Aim — Put the stretch from the start of the records through the line containing "(1112, 251)" into a numbered list, leaving out any blank lines.

☆ ☆ ☆

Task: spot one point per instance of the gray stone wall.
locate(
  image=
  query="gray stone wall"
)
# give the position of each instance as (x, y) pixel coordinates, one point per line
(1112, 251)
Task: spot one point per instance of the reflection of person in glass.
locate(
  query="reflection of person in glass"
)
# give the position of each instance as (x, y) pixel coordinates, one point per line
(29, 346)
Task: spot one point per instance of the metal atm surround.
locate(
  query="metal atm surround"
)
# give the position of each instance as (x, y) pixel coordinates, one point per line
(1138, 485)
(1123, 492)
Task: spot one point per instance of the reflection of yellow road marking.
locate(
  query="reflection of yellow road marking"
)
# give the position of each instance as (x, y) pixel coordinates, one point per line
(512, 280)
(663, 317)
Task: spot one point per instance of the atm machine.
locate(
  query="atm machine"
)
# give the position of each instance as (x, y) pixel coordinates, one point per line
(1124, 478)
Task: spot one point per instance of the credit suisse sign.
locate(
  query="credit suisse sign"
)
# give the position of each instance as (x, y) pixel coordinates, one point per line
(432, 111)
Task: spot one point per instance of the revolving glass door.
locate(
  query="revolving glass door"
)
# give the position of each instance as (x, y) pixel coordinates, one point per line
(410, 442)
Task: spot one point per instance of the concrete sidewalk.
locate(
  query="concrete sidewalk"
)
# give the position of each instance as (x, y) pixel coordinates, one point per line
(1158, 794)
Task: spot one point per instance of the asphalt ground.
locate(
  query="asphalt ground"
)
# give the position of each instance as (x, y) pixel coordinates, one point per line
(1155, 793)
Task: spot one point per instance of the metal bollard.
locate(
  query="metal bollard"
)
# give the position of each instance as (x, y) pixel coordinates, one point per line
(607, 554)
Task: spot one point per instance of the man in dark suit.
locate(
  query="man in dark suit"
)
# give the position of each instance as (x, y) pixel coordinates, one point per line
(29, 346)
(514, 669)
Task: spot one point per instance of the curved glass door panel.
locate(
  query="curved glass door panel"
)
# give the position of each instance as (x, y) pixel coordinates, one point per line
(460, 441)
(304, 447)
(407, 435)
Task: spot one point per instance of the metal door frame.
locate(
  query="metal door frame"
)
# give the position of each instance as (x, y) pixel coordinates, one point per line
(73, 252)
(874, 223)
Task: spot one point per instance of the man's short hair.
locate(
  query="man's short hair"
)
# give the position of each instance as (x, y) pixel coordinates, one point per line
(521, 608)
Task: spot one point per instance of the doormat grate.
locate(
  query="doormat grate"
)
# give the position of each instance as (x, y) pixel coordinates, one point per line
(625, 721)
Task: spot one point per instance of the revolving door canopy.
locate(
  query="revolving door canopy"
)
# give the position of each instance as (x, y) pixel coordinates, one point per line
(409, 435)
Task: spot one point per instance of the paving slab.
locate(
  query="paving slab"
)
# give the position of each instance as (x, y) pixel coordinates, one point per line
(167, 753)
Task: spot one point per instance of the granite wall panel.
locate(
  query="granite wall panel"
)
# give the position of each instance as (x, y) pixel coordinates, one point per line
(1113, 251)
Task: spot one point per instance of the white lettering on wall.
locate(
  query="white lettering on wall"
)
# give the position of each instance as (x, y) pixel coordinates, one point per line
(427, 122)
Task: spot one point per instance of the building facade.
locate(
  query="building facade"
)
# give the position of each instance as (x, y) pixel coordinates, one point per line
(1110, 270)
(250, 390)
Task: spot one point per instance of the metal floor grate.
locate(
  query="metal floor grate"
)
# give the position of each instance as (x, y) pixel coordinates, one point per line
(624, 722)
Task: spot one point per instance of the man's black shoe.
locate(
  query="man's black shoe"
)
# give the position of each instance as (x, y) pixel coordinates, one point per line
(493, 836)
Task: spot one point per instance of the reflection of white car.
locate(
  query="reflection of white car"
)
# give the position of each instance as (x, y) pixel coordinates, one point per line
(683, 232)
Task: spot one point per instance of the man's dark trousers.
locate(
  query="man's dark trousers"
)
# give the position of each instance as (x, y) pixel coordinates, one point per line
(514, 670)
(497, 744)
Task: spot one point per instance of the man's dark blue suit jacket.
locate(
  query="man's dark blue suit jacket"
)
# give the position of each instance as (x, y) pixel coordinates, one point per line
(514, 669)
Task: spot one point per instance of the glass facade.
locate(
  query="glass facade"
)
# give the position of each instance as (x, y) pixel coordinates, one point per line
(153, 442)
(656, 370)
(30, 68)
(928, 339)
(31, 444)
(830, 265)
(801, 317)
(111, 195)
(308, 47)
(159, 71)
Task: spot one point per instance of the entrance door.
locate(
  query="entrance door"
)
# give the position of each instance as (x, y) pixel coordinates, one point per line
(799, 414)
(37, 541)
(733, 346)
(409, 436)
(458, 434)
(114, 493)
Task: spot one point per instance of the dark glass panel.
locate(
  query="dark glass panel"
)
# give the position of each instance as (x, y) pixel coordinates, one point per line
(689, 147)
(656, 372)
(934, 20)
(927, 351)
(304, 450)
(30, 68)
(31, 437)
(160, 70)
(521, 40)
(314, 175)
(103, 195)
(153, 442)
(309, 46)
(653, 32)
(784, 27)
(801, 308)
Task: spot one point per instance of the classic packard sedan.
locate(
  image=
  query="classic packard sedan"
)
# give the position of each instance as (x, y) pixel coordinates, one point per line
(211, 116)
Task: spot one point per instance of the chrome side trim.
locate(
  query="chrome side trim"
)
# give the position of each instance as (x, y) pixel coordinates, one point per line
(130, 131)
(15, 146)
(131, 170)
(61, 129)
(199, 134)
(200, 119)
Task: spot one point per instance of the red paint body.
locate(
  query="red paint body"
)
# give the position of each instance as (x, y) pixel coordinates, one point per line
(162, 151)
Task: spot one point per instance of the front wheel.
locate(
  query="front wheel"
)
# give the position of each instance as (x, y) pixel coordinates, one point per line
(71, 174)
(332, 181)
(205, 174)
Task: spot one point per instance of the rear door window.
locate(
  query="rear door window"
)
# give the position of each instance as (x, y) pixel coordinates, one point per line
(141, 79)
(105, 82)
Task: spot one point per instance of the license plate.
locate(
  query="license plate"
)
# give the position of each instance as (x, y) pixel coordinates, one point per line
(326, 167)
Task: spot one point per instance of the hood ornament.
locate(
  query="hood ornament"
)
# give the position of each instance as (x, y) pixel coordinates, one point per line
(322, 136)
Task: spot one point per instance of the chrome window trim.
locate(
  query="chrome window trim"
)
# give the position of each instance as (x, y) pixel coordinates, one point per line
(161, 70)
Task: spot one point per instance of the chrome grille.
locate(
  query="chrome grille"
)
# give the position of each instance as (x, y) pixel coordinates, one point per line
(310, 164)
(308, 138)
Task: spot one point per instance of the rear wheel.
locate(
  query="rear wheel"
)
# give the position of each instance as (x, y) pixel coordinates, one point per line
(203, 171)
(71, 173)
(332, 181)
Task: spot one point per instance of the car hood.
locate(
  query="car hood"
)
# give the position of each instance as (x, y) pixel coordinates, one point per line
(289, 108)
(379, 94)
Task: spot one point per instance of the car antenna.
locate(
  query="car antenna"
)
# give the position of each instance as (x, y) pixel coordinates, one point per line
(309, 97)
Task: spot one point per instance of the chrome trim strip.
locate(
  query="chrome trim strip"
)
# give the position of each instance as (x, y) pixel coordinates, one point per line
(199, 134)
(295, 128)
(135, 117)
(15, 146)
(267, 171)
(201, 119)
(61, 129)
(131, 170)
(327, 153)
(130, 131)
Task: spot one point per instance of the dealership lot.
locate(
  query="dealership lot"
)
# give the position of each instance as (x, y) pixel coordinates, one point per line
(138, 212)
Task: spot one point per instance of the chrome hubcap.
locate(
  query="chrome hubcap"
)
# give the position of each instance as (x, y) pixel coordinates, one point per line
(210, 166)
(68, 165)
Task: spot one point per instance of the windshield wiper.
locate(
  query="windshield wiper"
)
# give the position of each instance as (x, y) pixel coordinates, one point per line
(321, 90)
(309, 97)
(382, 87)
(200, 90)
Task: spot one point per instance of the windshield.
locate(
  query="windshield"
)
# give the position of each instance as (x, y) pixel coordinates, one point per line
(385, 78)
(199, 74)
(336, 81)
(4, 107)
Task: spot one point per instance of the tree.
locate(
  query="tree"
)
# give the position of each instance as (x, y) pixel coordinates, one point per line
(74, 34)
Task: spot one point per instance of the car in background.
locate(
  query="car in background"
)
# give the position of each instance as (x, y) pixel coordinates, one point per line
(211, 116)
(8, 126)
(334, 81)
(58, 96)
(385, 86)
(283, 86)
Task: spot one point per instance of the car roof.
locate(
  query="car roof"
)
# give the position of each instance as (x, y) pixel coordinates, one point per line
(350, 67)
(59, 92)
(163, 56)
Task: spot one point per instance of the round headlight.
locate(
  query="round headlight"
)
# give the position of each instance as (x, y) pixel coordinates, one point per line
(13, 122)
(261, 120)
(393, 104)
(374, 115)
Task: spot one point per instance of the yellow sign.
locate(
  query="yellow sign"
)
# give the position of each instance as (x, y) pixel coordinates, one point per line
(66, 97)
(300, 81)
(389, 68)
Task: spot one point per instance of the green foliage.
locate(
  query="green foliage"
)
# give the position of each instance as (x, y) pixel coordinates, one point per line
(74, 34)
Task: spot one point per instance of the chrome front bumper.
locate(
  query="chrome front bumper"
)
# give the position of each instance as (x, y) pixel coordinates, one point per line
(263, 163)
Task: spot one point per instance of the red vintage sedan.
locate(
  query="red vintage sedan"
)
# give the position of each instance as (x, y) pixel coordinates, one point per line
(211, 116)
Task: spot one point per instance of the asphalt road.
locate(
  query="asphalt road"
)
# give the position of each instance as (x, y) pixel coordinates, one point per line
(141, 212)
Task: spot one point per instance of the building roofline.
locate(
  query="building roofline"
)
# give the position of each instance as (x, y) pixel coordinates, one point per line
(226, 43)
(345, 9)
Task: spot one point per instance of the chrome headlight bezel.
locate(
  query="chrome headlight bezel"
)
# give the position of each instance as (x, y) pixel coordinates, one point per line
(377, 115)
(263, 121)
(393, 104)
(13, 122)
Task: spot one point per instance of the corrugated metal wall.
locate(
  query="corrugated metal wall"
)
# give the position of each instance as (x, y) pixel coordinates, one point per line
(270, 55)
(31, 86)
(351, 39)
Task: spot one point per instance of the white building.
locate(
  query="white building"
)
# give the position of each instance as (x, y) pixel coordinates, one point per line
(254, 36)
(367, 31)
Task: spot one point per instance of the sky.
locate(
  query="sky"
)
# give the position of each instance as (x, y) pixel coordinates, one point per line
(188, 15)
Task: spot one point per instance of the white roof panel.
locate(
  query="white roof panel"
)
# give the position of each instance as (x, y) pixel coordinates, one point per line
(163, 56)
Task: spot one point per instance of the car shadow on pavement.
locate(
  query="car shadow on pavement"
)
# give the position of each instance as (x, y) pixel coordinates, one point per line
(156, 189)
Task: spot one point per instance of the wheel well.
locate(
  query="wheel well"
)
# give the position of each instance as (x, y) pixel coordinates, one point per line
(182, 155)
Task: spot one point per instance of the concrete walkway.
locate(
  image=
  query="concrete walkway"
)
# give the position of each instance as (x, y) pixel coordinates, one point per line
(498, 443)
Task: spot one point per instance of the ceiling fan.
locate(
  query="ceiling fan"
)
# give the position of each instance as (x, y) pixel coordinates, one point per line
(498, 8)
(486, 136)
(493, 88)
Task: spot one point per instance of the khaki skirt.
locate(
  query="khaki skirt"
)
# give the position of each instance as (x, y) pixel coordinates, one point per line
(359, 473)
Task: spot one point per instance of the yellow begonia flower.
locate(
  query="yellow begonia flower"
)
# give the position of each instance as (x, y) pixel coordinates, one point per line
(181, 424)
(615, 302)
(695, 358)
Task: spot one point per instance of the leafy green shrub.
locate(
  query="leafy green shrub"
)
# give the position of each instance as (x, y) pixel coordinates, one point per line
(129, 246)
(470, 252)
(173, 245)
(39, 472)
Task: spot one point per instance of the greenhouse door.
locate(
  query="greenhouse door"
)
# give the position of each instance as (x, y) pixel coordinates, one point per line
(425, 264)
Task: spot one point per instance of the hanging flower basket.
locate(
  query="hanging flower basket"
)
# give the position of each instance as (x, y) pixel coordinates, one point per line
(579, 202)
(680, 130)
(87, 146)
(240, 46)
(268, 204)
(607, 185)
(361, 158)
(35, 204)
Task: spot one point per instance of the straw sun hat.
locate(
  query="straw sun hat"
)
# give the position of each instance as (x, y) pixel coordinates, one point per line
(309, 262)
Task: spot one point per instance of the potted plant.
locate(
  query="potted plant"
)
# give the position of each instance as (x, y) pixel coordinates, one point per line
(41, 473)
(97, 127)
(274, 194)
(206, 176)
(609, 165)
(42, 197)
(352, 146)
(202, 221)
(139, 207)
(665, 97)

☆ ☆ ☆

Solution to the exercise —
1. Task: spot one point per instance of the gray stone wall.
2. locate(
3.   image=
4.   query="gray stone wall"
5. )
6. # give the position of each instance as (x, y) pixel coordinates, one point per line
7. (1112, 251)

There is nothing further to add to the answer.